§ The task: Carry the article on AI-written code and the lost build-time gate forward from its last sentence.

§ Page text:
§

Inside the context window, untrusted text can shape control flow. That is the real softening.

We are generating syntax at machine speed, but we have dissolved the structural gate that once constrained how systems were built. The result is a massive shift of risk from build time to runtime. Code that appears structurally sound during generation may violate architectural boundaries, introduce unsafe execution paths, or become behaviorally compromised the moment hostile context enters the loop.

The conclusion is straightforward: The fact that AI-generated code runs is no longer a meaningful proxy for system correctness.

Syntax is abundant. Execution is easy. Structural governance is what is missing.

We outsourced the writing of logic to machines, but we did not build a deterministic boundary that governs what those machines are allowed to generate.

If we want control back, we cannot rely on human code review at machine speed. We must rebuild the build-time gate.

From dependency bloat to tailor-made architecture

For decades, the industry’s default response to complexity was abstraction by accumulation: monolithic frameworks, sprawling dependency trees, and ever-thicker layers of indirection. Importing a 50-megabyte library to avoid repetitive boilerplate was a rational trade-off when developer time and cognitive bandwidth were the scarce resources. For AI agents, that trade-off changes.

This is not an argument against foundational infrastructure. Mature primitives—like SQLAlchemy in Python or Spring Boot in Java—remain essential precisely because their conventions are widely learned and predictable. The problem isn’t abstraction but opacity. When core business logic disappears behind proprietary decorators, internal frameworks, or custom orchestration layers, execution becomes a black box. An agent cannot safely reason about code it cannot trace. It needs direct visibility into causality: what changes state, what enforces invariants, and where responsibilities begin and end. Hidden flow degrades reasoning into guesswork; guesswork silently becomes architectural drift.

§

§ Provided data:
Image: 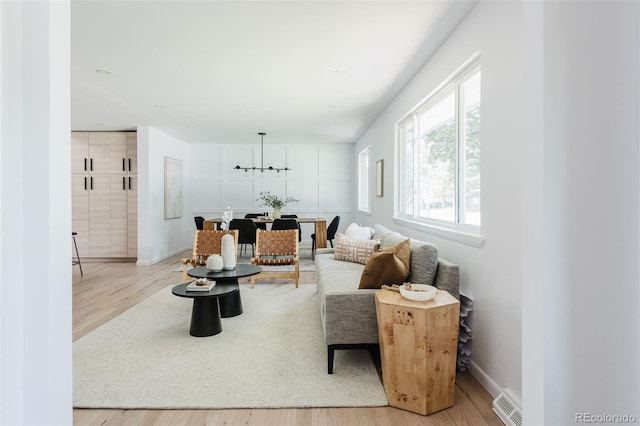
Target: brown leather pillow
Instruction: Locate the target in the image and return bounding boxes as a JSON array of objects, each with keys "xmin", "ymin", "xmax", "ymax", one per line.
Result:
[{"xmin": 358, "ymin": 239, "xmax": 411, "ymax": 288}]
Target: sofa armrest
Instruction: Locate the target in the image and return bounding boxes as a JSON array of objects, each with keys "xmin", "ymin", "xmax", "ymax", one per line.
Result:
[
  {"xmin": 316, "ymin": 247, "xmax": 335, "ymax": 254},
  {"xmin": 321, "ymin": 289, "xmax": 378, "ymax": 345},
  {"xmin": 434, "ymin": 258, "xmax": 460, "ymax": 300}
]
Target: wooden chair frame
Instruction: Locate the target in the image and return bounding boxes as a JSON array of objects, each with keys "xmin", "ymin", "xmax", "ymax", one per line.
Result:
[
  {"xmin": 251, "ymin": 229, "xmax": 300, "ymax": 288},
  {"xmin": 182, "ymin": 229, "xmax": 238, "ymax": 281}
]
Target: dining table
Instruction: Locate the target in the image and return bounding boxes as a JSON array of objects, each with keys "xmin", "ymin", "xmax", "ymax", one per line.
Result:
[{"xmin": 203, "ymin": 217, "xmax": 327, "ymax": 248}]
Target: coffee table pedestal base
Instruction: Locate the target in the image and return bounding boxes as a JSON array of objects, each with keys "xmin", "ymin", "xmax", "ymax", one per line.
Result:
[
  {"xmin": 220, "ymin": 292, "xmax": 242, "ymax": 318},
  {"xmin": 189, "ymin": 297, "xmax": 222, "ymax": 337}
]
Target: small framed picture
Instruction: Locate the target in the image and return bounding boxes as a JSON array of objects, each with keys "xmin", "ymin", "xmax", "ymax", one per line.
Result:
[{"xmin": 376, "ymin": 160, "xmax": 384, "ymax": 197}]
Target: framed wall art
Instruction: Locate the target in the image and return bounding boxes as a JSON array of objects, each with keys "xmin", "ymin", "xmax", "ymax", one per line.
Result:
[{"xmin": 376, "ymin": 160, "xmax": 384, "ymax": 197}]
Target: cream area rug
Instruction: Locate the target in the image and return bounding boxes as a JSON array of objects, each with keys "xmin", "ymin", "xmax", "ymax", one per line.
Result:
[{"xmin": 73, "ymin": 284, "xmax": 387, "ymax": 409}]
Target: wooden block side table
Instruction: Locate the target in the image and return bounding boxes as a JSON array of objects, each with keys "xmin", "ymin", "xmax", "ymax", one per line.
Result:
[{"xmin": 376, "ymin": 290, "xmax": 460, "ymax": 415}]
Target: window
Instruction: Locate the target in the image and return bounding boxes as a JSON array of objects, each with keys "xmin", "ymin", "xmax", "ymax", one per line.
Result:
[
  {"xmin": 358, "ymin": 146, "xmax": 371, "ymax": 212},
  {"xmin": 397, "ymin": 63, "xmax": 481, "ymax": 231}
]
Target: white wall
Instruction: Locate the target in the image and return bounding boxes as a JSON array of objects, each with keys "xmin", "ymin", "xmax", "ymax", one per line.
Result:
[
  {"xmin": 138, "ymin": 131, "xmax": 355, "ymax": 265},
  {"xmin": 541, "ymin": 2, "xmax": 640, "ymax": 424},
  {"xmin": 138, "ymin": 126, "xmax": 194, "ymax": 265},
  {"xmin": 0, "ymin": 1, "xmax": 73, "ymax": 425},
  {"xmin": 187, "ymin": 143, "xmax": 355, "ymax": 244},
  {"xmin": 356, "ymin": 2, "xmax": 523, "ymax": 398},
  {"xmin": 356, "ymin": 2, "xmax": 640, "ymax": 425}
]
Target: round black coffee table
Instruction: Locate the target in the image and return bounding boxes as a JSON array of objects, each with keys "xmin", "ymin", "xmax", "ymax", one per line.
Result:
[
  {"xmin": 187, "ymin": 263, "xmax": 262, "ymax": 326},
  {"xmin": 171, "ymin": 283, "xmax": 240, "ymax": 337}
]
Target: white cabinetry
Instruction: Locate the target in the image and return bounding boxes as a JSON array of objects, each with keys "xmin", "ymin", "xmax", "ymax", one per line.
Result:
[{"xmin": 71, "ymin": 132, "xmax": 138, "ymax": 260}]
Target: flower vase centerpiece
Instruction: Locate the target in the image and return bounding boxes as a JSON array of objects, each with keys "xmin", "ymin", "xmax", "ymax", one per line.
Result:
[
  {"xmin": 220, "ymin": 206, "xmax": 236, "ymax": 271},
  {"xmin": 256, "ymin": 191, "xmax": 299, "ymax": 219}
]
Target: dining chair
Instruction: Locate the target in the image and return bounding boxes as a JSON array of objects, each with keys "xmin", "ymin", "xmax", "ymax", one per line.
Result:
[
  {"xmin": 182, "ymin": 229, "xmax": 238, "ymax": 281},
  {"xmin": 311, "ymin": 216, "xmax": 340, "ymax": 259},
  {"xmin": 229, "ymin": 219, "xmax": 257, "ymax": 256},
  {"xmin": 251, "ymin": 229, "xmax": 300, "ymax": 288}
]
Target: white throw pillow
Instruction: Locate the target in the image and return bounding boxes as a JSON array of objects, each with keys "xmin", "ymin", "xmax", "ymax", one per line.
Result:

§

§ Answer for this exercise:
At the same time, AI drives the cost of procedural code toward zero. Boilerplate is no longer expensive. Clarity is. The design question shifts from “How much can we abstract away?” to “How much must remain explicit for safe reasoning?” The answer is tailor-made architecture: thin infrastructure, explicit domain logic, hard boundaries, and narrowly scoped components with visible contracts. The value is no longer in how much code you avoid writing but in how clearly the system declares its boundaries.

That same opacity also breaks verification. AI review can catch local defects, risky patterns, and implementation mistakes, but it remains blind to architectural drift and missing business intent unless those constraints are explicitly encoded. After all, if you ask a model to review code generated from the exact same vague Jira ticket, do you actually get verification, or do you just engineer a circular hallucination, where the AI politely revalidates its own blind spots?

Figure 1. Tailor-made architecture gives generated syntax a clear structure without dissolving system boundaries.

The Context Compilation Pattern

The Context Compilation Pattern governs generation in the IDE and the CI/CD pipeline before a single syntactically plausible line ever reaches a human reviewer. If the Decision Intelligence Runtime (DIR) is the vault door that protects execution in production, context compilation is the blueprint that prevents the monster from being built in the lab.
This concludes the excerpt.